The fingerprint sensor 514 is configured to acquire a fingerprint of a user, and the processor 501 identifies an identity of the user based on the fingerprint acquired by the fingerprint sensor 514, or the fingerprint sensor 514 identifies an identity of the user based on the acquired fingerprint. When the identity of the user is identified as a trusted identity, the processor 501 authorizes the user to perform a related sensitive operation. The sensitive operation includes unlocking a screen, viewing encrypted information, downloading software, payment, changing settings, and the like. The fingerprint sensor 514 may be disposed on a front surface, a back surface, or a side surface of the terminal 500. When the terminal 500 is provided with a physical button or a vendor logo, the fingerprint sensor 514 may be integrated with the physical button or the vendor logo.

Written exercise 1: Decide whether each statement agrees with the fingerprint sensor passage. Answer yes or no and quote the words of the passage that decide it. (a) The fingerprint sensor 514 may be placed on a side surface of the terminal 500. (b) Only the processor 501 can identify the user's identity from the fingerprint. (c) Changing settings counts as a sensitive operation.
Written exercise 2: Reproduce the fingerprint sensor passage word for word. Begin at the words "The fingerprint sensor 514 is" and stop after "the vendor logo.".

Information supplied:

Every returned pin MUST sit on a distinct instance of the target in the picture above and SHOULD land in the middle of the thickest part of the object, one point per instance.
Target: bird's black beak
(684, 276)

--

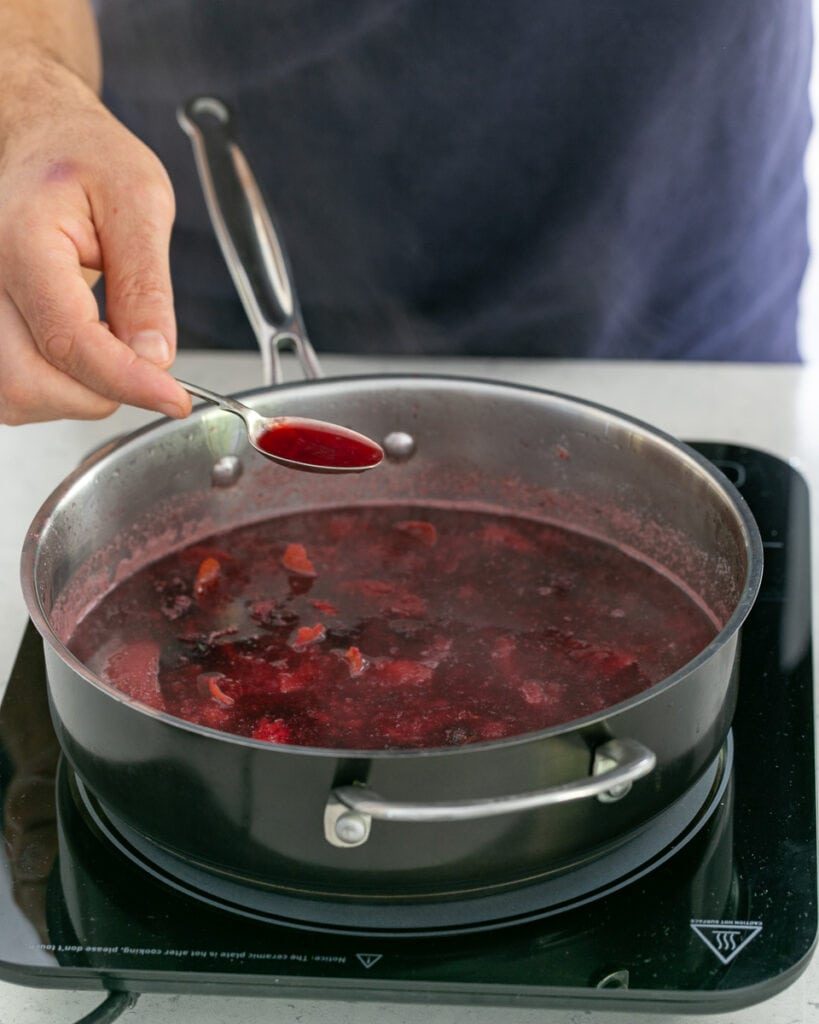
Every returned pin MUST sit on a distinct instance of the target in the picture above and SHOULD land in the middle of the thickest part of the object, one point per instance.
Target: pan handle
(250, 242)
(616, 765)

Task output 1:
(a) Yes: "The fingerprint sensor 514 may be disposed on a front surface, a back surface, or a side surface of the terminal 500."
(b) No: "or the fingerprint sensor 514 identifies an identity of the user based on the acquired fingerprint."
(c) Yes: "The sensitive operation includes unlocking a screen, viewing encrypted information, downloading software, payment, changing settings, and the like."

Task output 2:
The fingerprint sensor 514 is configured to acquire a fingerprint of a user, and the processor 501 identifies an identity of the user based on the fingerprint acquired by the fingerprint sensor 514, or the fingerprint sensor 514 identifies an identity of the user based on the acquired fingerprint. When the identity of the user is identified as a trusted identity, the processor 501 authorizes the user to perform a related sensitive operation. The sensitive operation includes unlocking a screen, viewing encrypted information, downloading software, payment, changing settings, and the like. The fingerprint sensor 514 may be disposed on a front surface, a back surface, or a side surface of the terminal 500. When the terminal 500 is provided with a physical button or a vendor logo, the fingerprint sensor 514 may be integrated with the physical button or the vendor logo.